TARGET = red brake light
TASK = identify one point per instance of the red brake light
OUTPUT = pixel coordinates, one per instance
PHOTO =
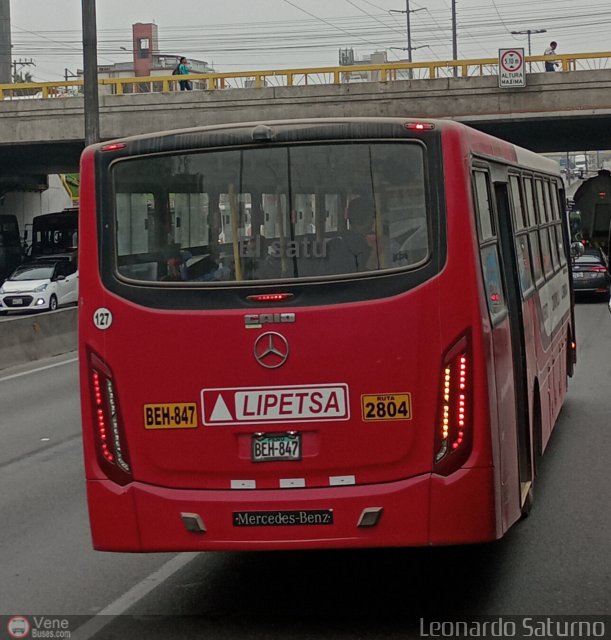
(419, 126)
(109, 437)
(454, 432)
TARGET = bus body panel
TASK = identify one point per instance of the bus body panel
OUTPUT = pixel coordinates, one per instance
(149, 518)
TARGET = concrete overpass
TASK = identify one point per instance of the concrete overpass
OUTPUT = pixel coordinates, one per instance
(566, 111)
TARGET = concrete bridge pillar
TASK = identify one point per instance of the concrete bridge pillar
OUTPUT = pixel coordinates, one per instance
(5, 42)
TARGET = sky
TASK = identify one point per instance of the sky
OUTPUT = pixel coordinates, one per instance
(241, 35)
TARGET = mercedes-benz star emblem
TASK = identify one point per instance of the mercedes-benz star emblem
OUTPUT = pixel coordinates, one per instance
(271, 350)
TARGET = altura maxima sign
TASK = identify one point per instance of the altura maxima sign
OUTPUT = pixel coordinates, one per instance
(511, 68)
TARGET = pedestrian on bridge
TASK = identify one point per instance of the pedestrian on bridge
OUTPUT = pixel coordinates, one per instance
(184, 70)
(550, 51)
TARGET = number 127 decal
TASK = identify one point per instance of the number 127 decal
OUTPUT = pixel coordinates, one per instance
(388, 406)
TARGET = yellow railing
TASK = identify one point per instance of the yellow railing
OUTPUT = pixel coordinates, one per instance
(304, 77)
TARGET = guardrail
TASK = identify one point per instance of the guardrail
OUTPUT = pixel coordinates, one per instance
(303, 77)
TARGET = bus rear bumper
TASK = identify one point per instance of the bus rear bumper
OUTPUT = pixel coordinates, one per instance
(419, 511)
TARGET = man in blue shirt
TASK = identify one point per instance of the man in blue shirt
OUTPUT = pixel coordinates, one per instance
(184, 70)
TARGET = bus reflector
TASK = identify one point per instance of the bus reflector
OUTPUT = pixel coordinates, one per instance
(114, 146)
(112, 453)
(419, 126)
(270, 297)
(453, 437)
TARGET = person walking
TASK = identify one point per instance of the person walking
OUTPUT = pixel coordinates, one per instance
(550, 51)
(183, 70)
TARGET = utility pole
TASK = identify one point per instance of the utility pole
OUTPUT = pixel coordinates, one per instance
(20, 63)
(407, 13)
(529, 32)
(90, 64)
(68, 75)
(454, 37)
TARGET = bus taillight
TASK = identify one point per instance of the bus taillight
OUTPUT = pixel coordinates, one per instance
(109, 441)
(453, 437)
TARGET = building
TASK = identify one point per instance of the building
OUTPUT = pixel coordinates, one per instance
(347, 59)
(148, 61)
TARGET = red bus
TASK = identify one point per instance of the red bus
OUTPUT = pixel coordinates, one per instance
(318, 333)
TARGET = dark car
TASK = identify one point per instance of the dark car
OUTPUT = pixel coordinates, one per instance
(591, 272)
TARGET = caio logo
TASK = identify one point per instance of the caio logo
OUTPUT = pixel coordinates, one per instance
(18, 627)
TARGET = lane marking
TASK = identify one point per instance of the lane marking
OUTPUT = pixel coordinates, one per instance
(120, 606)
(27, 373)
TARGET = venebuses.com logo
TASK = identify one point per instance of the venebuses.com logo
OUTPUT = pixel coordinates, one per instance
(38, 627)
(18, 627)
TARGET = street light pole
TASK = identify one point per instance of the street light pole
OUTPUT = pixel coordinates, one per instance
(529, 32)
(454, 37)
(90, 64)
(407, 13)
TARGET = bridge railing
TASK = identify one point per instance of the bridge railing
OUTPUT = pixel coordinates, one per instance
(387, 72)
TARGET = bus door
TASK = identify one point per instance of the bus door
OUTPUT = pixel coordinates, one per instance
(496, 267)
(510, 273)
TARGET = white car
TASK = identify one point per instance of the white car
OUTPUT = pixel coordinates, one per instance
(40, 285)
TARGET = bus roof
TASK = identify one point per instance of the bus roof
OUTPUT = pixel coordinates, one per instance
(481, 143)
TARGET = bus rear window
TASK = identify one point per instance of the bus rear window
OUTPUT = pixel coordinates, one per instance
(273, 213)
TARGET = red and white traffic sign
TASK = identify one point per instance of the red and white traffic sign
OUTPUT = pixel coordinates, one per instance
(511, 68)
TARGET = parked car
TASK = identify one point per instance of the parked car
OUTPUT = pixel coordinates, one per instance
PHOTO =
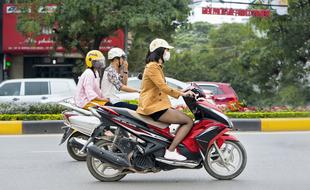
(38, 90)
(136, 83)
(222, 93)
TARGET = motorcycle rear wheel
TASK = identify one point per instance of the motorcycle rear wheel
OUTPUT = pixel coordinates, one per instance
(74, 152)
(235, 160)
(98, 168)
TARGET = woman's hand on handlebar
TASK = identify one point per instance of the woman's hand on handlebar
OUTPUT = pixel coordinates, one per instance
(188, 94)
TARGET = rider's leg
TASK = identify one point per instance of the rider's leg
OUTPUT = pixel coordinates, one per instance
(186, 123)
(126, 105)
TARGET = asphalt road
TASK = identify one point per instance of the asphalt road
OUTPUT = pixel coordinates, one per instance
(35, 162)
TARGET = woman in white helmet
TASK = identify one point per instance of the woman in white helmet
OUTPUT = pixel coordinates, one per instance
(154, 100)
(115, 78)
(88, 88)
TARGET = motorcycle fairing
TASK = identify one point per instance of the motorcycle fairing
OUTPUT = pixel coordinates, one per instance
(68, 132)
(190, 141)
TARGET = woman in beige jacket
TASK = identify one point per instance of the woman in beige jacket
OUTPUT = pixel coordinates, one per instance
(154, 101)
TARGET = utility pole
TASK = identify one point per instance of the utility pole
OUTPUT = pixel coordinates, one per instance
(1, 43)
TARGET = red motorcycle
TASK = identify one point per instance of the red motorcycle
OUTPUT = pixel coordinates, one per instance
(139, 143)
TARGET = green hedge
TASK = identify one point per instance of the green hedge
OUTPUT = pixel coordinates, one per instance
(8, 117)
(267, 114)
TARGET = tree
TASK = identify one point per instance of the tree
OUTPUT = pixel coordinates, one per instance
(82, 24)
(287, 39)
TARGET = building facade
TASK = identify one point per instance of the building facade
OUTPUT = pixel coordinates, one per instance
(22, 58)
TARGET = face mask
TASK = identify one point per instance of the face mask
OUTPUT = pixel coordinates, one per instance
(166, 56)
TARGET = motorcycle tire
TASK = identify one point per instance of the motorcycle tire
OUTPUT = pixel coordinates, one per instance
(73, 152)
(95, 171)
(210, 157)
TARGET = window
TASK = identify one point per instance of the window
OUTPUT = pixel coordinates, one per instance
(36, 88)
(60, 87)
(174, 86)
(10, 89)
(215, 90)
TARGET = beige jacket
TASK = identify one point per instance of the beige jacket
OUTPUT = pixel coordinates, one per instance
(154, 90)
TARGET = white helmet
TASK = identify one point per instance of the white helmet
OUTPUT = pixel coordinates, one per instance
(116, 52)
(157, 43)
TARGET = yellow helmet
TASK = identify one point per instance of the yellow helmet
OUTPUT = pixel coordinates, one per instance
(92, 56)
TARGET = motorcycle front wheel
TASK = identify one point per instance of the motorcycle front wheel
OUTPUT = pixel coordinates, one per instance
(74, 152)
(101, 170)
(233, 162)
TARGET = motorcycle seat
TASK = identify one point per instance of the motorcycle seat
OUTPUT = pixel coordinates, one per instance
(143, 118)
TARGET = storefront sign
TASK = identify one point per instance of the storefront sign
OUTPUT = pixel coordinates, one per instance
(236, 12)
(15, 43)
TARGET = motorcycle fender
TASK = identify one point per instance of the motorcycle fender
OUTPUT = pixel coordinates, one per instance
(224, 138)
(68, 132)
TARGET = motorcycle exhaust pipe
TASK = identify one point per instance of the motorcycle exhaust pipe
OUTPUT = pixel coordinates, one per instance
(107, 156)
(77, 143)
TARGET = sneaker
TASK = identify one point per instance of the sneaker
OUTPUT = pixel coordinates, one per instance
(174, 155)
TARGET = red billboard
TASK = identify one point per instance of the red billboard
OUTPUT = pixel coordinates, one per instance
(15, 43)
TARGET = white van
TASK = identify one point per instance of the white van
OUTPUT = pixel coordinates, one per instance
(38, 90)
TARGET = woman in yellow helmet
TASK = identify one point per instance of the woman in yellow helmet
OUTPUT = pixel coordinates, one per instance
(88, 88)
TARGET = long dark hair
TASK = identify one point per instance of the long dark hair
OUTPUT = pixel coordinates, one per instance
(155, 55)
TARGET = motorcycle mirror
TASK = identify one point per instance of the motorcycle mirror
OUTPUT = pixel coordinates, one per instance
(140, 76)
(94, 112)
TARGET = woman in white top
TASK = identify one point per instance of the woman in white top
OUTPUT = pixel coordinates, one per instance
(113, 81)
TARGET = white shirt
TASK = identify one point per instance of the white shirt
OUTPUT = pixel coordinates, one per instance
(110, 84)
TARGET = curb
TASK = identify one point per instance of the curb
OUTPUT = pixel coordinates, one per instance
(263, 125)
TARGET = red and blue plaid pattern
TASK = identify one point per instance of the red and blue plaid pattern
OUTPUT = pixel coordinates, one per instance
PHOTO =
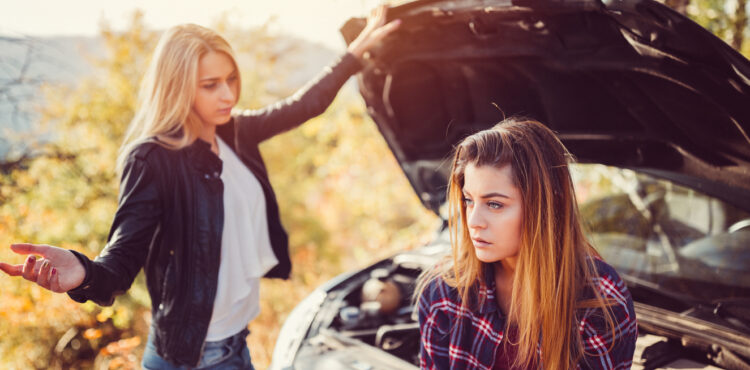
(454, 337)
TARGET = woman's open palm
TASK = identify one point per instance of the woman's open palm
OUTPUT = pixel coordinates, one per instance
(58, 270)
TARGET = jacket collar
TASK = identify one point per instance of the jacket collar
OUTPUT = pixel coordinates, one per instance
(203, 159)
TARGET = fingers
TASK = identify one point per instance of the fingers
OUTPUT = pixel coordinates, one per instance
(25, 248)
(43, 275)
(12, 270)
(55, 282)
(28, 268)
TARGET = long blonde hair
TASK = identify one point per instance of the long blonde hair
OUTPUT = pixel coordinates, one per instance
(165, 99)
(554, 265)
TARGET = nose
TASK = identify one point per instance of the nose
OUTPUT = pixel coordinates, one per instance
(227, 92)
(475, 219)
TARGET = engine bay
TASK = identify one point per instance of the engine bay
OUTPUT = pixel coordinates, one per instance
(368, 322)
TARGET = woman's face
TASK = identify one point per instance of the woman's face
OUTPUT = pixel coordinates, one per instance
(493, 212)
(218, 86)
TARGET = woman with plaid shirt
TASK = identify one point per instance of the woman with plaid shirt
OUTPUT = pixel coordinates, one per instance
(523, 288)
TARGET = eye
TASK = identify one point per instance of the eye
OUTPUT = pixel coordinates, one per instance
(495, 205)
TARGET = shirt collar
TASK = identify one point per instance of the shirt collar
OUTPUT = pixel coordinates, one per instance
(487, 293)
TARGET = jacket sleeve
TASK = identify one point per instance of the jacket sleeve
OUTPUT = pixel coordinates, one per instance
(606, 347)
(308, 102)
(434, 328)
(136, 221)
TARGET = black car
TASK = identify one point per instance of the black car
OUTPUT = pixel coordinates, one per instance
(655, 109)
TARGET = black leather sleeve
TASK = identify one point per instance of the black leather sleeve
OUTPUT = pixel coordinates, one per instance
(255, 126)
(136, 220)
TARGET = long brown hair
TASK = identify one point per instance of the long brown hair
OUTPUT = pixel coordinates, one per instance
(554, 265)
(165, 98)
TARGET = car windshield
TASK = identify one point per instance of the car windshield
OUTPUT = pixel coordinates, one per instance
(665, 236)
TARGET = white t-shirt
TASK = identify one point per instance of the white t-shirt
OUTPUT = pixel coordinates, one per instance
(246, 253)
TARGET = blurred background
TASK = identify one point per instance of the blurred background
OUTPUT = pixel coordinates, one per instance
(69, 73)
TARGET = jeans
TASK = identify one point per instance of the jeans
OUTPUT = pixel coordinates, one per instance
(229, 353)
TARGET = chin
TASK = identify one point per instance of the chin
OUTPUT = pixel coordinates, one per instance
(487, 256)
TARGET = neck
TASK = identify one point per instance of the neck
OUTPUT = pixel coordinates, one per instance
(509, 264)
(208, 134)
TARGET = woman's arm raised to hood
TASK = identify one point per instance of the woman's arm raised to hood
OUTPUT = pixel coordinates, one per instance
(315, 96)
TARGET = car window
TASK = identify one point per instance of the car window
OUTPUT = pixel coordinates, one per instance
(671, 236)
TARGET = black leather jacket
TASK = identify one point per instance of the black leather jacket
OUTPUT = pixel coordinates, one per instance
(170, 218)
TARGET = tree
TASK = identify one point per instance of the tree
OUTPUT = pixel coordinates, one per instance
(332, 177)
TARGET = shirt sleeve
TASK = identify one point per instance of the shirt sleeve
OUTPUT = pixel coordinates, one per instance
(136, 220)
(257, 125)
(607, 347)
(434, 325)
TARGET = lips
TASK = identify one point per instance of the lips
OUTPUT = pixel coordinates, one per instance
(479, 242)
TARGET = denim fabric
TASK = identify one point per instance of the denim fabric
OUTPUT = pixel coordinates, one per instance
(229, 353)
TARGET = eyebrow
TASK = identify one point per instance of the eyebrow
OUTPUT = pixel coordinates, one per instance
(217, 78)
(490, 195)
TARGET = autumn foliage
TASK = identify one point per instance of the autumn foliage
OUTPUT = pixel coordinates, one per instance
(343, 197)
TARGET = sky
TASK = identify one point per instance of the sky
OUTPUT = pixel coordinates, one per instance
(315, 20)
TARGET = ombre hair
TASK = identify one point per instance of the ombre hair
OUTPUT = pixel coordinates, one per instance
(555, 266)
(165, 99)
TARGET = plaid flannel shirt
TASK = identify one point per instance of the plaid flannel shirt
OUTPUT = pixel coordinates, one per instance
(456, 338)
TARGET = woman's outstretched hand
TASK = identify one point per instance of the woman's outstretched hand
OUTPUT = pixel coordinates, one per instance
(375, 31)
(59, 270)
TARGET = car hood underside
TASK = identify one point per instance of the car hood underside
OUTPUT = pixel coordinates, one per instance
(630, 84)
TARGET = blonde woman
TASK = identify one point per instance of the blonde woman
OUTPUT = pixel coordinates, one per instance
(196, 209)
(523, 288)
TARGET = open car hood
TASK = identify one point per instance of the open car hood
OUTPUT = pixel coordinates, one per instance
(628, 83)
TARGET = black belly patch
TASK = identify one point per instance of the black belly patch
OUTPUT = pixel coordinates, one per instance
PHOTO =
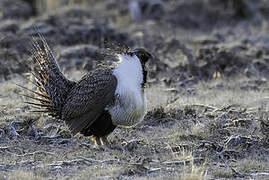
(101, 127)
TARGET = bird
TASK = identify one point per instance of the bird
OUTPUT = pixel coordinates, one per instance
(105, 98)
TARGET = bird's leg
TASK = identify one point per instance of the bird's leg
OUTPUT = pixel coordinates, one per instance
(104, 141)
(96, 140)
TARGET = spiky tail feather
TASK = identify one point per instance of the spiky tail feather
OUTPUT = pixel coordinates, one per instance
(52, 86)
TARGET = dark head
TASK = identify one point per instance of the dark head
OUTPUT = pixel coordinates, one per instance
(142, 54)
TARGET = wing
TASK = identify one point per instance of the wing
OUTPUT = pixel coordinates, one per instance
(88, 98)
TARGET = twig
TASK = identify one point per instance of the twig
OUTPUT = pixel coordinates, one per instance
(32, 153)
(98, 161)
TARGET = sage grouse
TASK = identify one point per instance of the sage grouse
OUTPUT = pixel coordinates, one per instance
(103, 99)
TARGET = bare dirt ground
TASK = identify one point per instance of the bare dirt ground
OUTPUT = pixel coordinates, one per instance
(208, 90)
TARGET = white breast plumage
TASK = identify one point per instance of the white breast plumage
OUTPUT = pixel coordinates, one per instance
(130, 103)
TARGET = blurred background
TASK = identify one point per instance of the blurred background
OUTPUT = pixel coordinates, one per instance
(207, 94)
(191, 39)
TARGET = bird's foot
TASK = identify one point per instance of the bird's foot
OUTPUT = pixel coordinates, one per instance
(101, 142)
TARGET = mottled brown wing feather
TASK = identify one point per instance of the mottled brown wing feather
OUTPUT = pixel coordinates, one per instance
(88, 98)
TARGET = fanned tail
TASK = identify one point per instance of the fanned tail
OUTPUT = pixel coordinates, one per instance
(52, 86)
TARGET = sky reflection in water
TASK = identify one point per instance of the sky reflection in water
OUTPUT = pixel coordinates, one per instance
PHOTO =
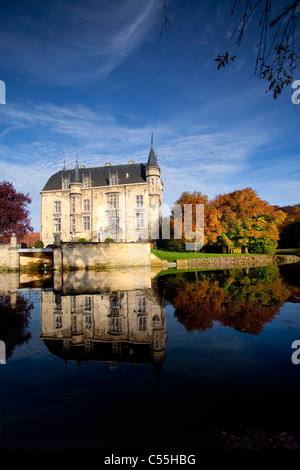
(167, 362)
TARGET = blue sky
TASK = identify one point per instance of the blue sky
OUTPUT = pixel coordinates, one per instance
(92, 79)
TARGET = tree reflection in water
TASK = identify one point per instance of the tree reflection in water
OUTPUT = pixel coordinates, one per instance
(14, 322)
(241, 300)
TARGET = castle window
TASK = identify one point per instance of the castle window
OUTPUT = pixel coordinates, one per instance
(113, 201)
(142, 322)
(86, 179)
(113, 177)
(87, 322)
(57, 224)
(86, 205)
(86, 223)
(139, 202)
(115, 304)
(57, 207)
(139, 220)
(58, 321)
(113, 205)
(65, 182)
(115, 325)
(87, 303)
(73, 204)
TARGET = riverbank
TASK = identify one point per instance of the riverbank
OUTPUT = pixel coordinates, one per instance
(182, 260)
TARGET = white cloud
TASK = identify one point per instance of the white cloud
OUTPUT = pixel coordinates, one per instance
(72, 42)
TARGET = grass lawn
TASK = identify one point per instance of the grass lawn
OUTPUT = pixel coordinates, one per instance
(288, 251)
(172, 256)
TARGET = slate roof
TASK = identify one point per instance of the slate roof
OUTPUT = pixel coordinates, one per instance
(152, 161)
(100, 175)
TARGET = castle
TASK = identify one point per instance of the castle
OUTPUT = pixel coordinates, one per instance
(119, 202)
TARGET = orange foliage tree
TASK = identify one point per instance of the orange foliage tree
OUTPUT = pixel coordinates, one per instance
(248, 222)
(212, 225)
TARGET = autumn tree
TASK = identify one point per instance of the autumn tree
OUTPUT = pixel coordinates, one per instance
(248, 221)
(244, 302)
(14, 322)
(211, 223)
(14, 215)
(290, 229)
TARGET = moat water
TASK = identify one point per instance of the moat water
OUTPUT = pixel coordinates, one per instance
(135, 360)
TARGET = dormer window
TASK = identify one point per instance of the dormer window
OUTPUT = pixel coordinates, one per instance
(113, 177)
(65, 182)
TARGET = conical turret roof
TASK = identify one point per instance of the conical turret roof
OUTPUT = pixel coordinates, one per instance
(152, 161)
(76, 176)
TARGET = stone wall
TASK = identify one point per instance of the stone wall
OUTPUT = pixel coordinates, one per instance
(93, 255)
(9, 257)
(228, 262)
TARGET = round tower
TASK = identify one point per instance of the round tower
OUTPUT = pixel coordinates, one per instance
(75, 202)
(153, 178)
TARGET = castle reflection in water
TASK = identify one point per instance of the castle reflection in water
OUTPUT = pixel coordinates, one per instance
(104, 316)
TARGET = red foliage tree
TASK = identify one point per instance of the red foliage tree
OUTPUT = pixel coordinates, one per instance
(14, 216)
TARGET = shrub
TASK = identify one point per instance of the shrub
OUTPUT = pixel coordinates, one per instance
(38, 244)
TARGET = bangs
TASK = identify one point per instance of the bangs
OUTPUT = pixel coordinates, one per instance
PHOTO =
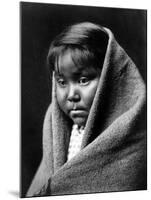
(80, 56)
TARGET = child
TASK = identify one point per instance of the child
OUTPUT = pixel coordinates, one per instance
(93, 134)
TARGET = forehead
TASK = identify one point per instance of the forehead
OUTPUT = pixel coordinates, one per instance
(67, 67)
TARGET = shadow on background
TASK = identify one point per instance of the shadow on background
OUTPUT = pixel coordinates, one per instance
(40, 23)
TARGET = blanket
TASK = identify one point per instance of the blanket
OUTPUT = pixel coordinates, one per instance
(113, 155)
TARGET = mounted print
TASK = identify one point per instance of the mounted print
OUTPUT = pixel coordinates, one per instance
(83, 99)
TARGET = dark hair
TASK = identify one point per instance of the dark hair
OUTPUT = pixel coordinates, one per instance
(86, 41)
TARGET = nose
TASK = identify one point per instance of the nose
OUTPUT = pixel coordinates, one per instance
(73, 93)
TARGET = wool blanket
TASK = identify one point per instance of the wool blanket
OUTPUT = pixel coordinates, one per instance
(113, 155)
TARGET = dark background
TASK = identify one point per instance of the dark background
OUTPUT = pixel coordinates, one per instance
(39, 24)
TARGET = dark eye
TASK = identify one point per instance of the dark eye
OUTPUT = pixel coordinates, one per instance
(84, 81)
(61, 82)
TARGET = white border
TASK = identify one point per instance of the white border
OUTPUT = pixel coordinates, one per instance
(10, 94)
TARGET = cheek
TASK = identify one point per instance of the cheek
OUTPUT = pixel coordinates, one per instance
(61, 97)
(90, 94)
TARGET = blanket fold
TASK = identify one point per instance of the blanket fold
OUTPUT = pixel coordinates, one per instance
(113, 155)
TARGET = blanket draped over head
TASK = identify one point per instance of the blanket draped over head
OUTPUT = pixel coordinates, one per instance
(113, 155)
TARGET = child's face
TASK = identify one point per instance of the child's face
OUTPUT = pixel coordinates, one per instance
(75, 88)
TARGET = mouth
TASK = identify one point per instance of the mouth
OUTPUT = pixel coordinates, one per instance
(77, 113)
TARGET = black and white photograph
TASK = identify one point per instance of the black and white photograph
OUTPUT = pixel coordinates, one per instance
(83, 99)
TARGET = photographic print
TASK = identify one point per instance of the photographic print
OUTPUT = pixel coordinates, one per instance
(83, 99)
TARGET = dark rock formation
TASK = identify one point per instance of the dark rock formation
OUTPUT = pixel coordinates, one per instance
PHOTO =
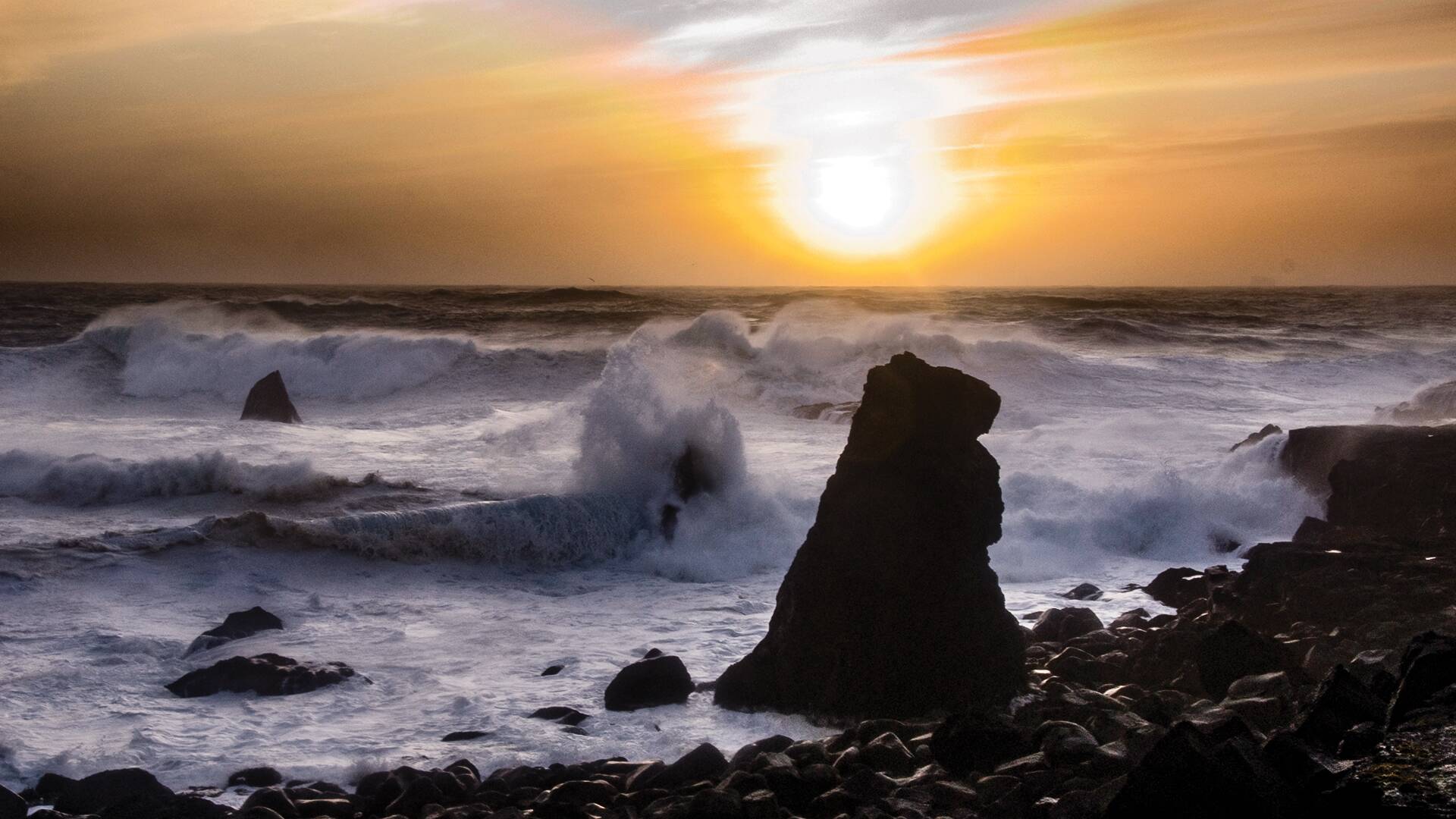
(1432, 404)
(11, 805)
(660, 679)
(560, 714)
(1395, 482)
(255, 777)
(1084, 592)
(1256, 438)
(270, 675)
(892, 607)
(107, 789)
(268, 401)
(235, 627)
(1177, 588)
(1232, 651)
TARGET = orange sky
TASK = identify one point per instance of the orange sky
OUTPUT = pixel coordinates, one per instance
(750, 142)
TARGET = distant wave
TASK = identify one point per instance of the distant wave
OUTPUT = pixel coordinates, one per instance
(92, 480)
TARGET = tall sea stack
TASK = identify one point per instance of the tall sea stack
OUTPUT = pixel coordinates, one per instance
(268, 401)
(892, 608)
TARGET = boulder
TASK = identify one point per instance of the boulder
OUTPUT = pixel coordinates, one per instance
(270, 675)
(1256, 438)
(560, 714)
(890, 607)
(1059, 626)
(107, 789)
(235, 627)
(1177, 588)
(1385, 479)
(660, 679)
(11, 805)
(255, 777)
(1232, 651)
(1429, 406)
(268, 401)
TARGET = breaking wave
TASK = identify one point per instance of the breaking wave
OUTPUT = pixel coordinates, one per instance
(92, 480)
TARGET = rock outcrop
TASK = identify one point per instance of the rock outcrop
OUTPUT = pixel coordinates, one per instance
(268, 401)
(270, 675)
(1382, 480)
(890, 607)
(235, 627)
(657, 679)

************

◆ **Directions for this task**
In the listing above, find the line containing "TARGET = breaking wave", then reproduce it and each line after it through the end, exactly and with nothing added.

◆ **Task response**
TARGET = breaking wave
TASK = identify one point per instance of the breaking wave
OUTPUT = pixel coordinates, one per instance
(92, 480)
TARGET = rock outcrop
TASK = identify one point per instance of the rock outcrop
OUTPUT = pixel coordinates, one per instance
(268, 401)
(270, 675)
(1382, 480)
(890, 607)
(235, 627)
(657, 679)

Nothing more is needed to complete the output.